§ Work order:
Identical copies of all the records below are needed.

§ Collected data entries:
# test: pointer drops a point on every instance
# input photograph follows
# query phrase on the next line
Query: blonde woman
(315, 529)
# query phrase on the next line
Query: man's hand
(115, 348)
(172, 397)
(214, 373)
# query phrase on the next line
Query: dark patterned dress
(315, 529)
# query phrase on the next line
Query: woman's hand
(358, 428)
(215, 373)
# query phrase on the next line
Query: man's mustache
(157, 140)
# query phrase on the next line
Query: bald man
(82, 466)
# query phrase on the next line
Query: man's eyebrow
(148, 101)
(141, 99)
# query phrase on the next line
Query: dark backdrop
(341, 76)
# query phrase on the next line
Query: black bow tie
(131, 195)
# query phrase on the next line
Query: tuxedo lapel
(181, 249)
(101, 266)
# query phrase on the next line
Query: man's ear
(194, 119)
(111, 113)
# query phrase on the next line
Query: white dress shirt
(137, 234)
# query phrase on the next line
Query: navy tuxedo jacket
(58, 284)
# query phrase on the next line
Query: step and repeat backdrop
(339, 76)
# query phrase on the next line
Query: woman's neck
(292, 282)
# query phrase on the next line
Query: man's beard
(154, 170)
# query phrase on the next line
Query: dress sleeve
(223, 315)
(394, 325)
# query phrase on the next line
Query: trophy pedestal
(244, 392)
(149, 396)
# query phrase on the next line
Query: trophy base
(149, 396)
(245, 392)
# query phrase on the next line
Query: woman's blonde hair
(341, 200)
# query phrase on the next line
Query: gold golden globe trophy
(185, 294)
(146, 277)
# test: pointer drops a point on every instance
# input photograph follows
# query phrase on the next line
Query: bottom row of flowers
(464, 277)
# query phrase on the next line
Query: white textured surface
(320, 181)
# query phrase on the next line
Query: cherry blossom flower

§ Response to this task:
# test: pointer drops a point on every instance
# input photograph follows
# query phrase on the next line
Query: blonde woman
(315, 529)
# query phrase on the next line
Query: man's hand
(115, 348)
(172, 397)
(214, 373)
# query phrase on the next line
Query: dark patterned dress
(315, 529)
# query phrase on the next line
Query: woman's hand
(358, 428)
(215, 373)
# query phrase on the next line
Query: man's mustache
(157, 140)
# query phrase on the next line
Query: bald man
(82, 466)
# query phrase on the next line
Query: man's eyebrow
(148, 101)
(141, 99)
# query phrase on the next line
Query: dark backdrop
(341, 76)
# query phrase on the next line
Query: black bow tie
(131, 195)
# query phrase on the next line
Query: tuxedo lapel
(181, 249)
(101, 266)
# query phrase on the next line
Query: man's ear
(194, 119)
(111, 113)
# query phrase on the next line
Query: white dress shirt
(137, 234)
# query phrase on the next line
Query: navy tuxedo jacket
(58, 284)
# query phrase on the next line
Query: step and repeat backdrop
(339, 76)
# query phrase on the next line
Query: woman's neck
(292, 282)
# query phrase on the next line
Query: man's beard
(154, 170)
# query phrase on the next line
Query: dress sleeve
(223, 315)
(394, 325)
# query phrase on the next line
Query: trophy pedestal
(244, 392)
(149, 396)
# query phrase on the next line
Query: trophy base
(149, 396)
(245, 392)
# query phrase on the next line
Query: woman's blonde hair
(341, 200)
# query phrase on the next line
Query: gold golden globe trophy
(185, 294)
(146, 277)
# test: pointer drops a point on every instance
# input photograph follows
# query phrase on the next line
Query: bottom row of flowers
(464, 277)
# query phrase on the next line
Query: white textured surface
(320, 181)
# query phrase on the next line
Query: cherry blossom flower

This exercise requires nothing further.